PAGE TEXT below:

Aspiring to Greatness—a lesson in leadership creativity from a dusty Tolkien letter

What makes leaders truly great? Can power and influence ever emerge as something healthy and life giving? Is greatness only destined to be self-serving and ugly?

Leaders are readers. Voices commonly clamor: “Tolkien was brilliant.” “He was the literary giant of the twentieth century.” “The Professor was the most prolific artist of fairy and fantasy.” “None will ever compare, nor even come close in prowess.”

These and many other superlatives have been employed regarding Tolkien’s genius. His characters, plots, and scenery have inspired millions to rise higher and grow stronger. While the above statements of stature indeed ring true, we should not be so surprised by the greatness of Tolkien’s life work. There is a primal reason for such greatness. Remarkably, it has very little to do with the cause to which we normally attribute an author’s remarkable accomplishments.

We may conclude on solid grounds that just like other authors, Tolkien developed. He grew over time, and this made him a marvel. No doubt about it, his craft increased in profundity of both depth and breadth as he moved into the mid-twentieth century. Simply read The Lord of the Rings. Then revisit The Hobbit. While the reader is impressed and delightfully entertained with young Bilbo, Frodo and the Fellowship reveal a remarkable level of personal literary development. Authorial growth literally leaps from the pages.

Something much hairier is afoot than simply “Tolkien grew up and created more complex hobbits.” This issue for consideration emerges in one of Tolkien’s earliest letters. John Ronald was still in his early 20s. His close companion, Rob Gilson from King Edward’s School and a member of their semi-secret society, “The Tea Club and Barrovian Society,” had been killed in the Great War. It was July 1916. Several weeks later, Tolkien received sad word via a letter from Geoffrey Smith, one of the other Society members. Also serving in battlefield trenches that summer, Tolkien went into the nearby woods to reflect. Amidst his responses, he said:

I now believe that if the greatness we three certainly meant (and meant as more than holiness or nobility alone) is really the lot of the TCBS, then the death of any of its members is but a bitter winnowing of those who were not meant to be great—at least directly. God grant that this does not sound arrogant—I feel humbler enough in truth and immeasurably weaker and poorer now. The greatness I meant was that of a great instrument in God’s hands—a mover, a doer, even an achiever of great things, a beginner at the very least of large things.[1]

Tolkien proceeded to express the greatness he believed their departed friend had now found in the courageous sacrifice of death. Deeper insight regarding aspiring to greatness may be gleaned from Tolkien’s posture in this poignant moment. He was indeed wrestling with the full mix of personal grief and the struggle to find purpose to move forward. It seems instructive that he fully admitted this small band of young scholars had aspired to future greatness.

End of PAGE TEXT.

WHAT THE TASK ASKS:
In the essay on leadership and the Tolkien letter, what was the name of the semi-secret society to which Tolkien and Rob Gilson belonged?

SOURCE MATERIAL below:

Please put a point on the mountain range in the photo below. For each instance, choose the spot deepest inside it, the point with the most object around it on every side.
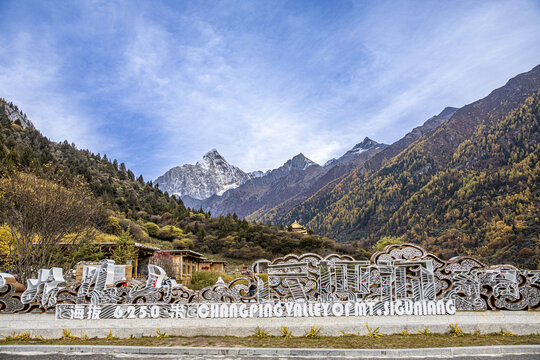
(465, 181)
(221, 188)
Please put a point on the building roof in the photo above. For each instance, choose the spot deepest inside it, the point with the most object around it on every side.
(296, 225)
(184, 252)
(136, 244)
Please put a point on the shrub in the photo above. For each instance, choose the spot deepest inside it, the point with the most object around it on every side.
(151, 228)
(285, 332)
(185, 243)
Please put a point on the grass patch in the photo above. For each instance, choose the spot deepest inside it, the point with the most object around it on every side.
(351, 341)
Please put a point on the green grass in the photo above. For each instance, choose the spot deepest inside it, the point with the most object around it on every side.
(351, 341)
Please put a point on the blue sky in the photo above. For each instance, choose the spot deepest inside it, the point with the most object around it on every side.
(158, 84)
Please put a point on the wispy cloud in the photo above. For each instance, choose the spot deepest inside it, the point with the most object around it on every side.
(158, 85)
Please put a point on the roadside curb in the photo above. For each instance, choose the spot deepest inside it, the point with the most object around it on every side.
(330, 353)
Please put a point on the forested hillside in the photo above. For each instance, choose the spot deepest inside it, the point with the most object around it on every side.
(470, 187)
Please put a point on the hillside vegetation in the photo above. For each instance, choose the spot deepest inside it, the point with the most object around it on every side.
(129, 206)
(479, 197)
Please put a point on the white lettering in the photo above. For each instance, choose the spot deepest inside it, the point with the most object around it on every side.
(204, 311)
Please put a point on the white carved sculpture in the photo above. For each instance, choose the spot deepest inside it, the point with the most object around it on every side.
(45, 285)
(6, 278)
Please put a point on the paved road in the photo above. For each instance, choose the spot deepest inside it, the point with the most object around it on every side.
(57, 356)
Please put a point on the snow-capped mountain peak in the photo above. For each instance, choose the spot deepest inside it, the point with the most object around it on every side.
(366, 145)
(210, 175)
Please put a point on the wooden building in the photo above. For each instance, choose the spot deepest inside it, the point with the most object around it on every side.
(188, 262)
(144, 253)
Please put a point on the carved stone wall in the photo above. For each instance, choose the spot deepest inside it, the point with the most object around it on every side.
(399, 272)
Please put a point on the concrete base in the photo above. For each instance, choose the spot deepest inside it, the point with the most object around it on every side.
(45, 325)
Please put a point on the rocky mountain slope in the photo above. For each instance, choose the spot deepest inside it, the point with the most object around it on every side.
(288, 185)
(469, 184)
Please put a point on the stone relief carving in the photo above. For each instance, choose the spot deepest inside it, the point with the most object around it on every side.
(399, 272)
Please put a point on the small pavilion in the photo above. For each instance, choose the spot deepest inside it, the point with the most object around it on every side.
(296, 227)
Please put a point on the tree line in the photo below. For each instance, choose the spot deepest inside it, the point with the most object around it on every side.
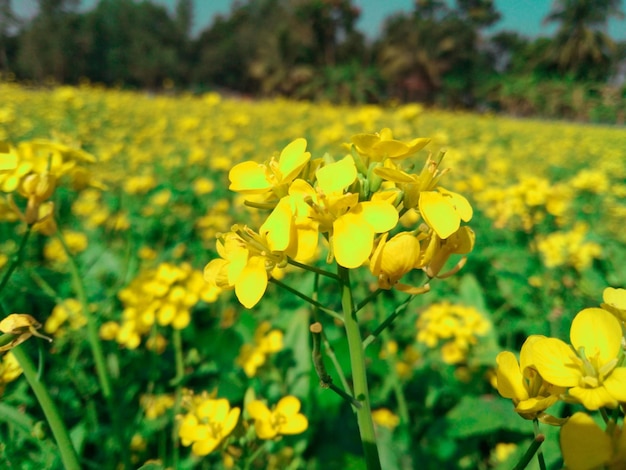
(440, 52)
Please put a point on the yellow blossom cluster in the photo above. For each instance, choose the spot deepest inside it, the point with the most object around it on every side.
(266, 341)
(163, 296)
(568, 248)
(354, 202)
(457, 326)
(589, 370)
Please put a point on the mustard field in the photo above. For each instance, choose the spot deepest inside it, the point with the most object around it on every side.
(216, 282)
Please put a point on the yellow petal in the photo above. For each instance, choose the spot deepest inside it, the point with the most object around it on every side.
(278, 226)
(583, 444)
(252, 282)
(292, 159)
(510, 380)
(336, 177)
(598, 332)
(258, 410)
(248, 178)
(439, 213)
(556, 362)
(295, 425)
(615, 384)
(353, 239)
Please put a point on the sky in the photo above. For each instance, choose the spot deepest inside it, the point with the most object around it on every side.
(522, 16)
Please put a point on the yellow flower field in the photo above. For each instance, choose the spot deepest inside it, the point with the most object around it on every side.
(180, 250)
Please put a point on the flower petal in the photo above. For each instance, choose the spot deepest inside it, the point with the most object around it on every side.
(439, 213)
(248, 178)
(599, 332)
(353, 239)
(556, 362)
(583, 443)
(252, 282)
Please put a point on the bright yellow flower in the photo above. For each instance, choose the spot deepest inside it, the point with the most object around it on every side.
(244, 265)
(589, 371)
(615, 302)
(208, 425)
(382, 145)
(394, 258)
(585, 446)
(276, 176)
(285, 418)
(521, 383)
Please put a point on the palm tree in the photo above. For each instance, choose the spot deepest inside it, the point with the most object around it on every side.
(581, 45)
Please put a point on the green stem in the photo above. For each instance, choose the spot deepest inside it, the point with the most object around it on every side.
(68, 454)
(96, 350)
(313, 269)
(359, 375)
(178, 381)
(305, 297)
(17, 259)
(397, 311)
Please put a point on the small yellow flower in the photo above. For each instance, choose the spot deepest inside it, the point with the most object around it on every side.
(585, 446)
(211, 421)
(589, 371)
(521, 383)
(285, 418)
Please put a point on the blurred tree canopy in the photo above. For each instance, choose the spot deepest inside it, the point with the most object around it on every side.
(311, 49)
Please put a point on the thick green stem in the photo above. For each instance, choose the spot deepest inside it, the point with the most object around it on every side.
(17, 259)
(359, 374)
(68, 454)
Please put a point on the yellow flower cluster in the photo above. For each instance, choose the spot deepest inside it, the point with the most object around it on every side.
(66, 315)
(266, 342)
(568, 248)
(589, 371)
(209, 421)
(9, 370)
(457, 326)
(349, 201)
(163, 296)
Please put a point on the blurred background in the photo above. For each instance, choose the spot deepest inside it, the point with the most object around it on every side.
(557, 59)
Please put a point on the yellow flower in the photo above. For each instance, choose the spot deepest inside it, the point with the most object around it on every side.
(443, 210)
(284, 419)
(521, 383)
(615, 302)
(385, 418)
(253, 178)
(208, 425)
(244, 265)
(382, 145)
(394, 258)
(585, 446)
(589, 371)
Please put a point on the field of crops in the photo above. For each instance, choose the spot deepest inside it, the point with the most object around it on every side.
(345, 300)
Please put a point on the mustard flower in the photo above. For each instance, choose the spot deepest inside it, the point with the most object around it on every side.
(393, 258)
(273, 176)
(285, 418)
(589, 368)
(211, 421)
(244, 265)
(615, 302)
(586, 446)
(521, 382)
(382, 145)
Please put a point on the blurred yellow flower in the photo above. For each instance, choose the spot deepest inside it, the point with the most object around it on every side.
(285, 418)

End of SOURCE MATERIAL.

WRITTEN SOLUTION:
The Tea Club and Barrovian Society.